++++ INFORMATION PROVIDED

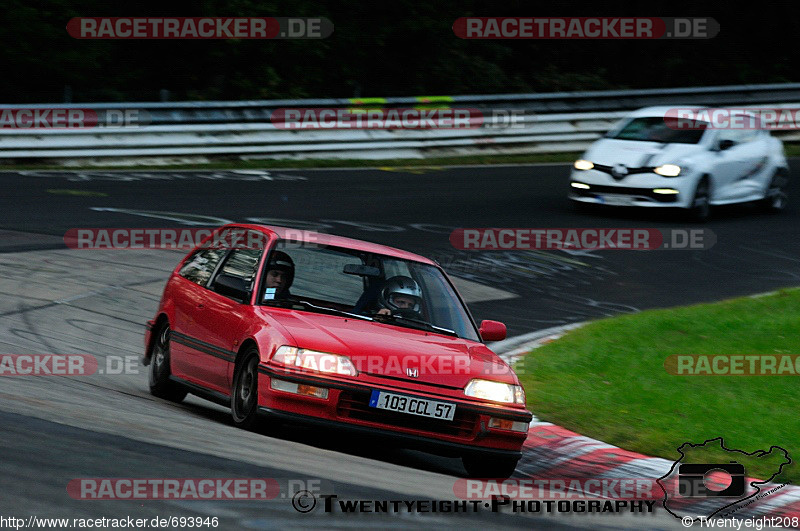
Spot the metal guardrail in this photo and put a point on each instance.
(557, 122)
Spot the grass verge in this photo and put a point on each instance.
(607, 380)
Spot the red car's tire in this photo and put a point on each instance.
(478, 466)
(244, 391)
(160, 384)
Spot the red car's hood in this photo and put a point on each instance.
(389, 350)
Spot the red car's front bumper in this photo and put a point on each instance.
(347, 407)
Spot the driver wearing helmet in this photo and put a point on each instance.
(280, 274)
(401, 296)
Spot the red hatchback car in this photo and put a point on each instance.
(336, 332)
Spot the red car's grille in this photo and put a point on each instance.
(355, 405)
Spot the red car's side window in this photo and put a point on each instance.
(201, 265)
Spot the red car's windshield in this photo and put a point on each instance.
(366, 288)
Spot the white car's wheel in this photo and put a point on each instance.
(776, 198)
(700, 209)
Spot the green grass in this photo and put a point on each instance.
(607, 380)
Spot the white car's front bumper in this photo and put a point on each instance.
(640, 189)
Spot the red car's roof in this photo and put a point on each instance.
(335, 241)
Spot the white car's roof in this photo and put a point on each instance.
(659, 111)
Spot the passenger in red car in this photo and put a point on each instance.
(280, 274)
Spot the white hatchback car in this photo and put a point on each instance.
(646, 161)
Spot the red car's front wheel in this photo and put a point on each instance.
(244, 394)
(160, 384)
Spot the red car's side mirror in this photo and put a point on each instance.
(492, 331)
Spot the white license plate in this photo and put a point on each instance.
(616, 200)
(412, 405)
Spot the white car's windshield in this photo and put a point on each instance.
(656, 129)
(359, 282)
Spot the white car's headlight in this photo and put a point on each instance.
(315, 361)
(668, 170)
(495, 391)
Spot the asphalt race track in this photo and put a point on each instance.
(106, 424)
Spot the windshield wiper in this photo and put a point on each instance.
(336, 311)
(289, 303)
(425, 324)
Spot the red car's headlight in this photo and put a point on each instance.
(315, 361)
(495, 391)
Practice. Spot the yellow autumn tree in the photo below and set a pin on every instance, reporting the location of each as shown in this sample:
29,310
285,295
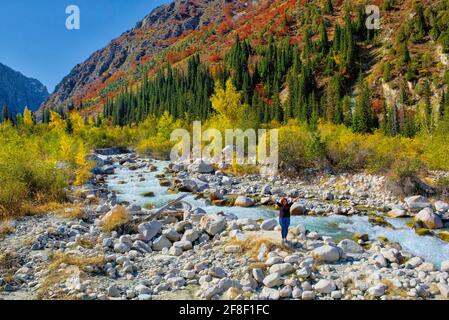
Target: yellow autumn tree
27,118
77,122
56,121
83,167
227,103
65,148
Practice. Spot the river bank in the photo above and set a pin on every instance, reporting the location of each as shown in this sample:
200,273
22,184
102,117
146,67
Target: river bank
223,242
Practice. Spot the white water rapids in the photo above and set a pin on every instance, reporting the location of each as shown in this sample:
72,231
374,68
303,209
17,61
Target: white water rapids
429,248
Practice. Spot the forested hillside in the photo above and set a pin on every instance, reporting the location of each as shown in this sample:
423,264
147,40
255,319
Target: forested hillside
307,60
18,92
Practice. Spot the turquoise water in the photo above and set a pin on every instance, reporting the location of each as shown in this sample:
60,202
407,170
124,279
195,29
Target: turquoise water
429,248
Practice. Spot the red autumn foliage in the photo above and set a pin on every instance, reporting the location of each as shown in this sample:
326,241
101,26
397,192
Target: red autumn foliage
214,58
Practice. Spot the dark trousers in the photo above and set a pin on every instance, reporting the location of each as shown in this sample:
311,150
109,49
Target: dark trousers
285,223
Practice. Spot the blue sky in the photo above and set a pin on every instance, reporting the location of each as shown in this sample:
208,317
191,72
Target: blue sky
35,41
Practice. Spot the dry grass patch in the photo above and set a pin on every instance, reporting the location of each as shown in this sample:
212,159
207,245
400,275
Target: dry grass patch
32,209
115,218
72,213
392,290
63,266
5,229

++++++++
++++ INFORMATION PROVIDED

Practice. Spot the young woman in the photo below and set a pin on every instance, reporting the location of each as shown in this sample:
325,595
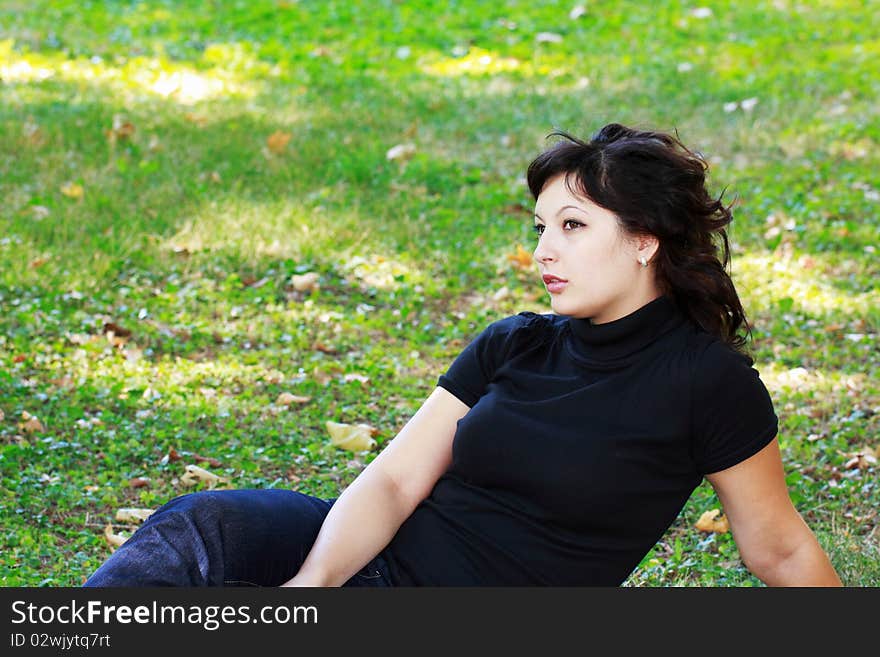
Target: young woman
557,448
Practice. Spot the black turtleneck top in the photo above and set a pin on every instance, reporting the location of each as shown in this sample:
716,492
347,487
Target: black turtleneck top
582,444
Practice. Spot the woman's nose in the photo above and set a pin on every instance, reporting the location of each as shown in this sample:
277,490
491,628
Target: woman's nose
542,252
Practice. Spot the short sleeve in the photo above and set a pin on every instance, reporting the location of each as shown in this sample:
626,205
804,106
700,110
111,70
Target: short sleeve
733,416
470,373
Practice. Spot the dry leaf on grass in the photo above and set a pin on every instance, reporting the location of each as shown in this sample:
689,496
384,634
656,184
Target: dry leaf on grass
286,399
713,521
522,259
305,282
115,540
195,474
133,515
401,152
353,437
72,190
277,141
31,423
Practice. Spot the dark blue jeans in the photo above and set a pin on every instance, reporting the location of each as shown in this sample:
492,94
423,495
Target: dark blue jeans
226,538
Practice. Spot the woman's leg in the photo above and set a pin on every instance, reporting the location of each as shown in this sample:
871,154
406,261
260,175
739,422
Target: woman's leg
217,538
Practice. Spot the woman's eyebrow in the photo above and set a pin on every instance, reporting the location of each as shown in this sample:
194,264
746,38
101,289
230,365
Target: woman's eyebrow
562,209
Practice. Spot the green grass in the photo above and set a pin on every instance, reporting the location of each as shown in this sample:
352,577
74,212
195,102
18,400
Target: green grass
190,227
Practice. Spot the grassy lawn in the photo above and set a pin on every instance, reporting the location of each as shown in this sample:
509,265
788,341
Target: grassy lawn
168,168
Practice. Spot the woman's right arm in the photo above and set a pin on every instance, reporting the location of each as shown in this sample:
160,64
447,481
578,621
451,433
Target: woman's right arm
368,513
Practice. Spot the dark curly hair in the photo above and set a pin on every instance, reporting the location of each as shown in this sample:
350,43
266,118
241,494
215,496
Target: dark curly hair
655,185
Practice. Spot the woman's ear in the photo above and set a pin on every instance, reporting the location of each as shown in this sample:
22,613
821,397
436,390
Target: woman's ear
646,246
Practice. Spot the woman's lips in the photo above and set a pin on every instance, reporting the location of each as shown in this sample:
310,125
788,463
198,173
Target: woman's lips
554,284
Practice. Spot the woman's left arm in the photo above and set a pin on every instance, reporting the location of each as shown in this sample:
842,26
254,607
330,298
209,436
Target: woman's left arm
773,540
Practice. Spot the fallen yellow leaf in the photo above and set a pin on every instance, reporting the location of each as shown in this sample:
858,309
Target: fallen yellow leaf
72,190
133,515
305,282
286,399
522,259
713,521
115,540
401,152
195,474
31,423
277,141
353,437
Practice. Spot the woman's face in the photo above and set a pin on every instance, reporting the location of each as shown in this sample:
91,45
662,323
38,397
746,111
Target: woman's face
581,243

++++++++

ASSIGNMENT: Would you show every line in the data above that contains the string "below"?

RESULT:
Practice. Spot the yellow autumn tree in the photo below and set a pin on every instance, reporting the location of each as shown in this sample:
Practice. Spot the young woman in the photo below and set a pin on every instance, reporting the location of each as shown in this sample:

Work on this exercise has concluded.